▶ **Texto proporcionado**
La primera carta de San Juan dice: “En esto consiste el amor: no en que nosotros hayamos amado a Dios, sino en que Él nos amó a nosotros y envió a su Hijo como sacrificio por nuestros pecados”. ¡El amor de Dios pone nuestro mundo patas arriba y al revés! Lo digo en tres sentidos. En primer lugar, el amor de Dios es el amor de Dios por nosotros. Dios —Padre, Hijo y Espíritu Santo— posee, o mejor dicho, es, la perfección absoluta. Incluso antes de crear a cualquier ser humano, ángel o la primera partícula de nuestro universo material, Dios era perfectamente feliz. La comunión de la Trinidad es la felicidad más perfecta y no deja a Dios sin necesidad de nada más.
Así pues, Dios no nos creó para que le proporcionáramos ningún beneficio, sino por pura generosidad. Y, además de crearnos, Dios nos dio la libertad de amarlo o de alejarnos de Él. Luego, después de que nos alejamos de Él, Él se convirtió en uno de nosotros y murió una muerte horrible para reconciliarnos con Él. Ese es el amor que Dios tiene por nosotros.
En segundo lugar, el amor de Dios, es decir, nuestro amor a Dios, cambia todos los aspectos de nuestra vida. Si Dios nos ama a pesar de nuestras faltas y nuestros errores, ¿cuánto debemos amarlo nosotros? Nuestra relación con Él debería ser lo más importante de nuestra vida, lo único importante de nuestra vida. Después de todo, la relación que Dios nos ofrece no dura cinco años, ni diez años, ni cien años, sino toda la eternidad. Cuando amamos a Dios, tenemos la oportunidad de entrar en esa felicidad perfecta de la Trinidad.

▶ **Qué hacer**
Enumera las personas de Dios que el texto sobre el amor de Dios menciona entre rayas. Apóyate únicamente en el texto.

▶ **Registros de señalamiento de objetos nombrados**
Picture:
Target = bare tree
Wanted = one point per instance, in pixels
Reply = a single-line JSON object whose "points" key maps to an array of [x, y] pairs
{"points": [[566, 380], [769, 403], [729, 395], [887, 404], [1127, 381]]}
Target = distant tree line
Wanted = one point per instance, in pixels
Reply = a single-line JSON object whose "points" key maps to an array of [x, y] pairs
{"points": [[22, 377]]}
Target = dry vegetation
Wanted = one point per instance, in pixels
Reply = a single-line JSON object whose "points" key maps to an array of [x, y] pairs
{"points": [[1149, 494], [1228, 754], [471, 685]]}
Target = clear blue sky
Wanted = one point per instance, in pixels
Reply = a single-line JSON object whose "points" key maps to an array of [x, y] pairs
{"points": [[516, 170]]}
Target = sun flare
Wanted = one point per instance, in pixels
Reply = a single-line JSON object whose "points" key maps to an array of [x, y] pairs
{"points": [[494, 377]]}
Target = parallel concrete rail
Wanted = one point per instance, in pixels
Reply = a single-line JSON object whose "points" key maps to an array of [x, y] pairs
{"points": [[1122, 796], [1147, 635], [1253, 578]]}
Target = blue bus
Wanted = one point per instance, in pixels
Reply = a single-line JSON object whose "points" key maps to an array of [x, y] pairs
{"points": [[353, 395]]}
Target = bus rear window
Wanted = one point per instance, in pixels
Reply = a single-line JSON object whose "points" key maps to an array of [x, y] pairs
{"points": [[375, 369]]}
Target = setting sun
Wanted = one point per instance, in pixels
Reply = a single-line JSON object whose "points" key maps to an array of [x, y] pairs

▶ **Resultado**
Padre, Hijo y Espíritu Santo.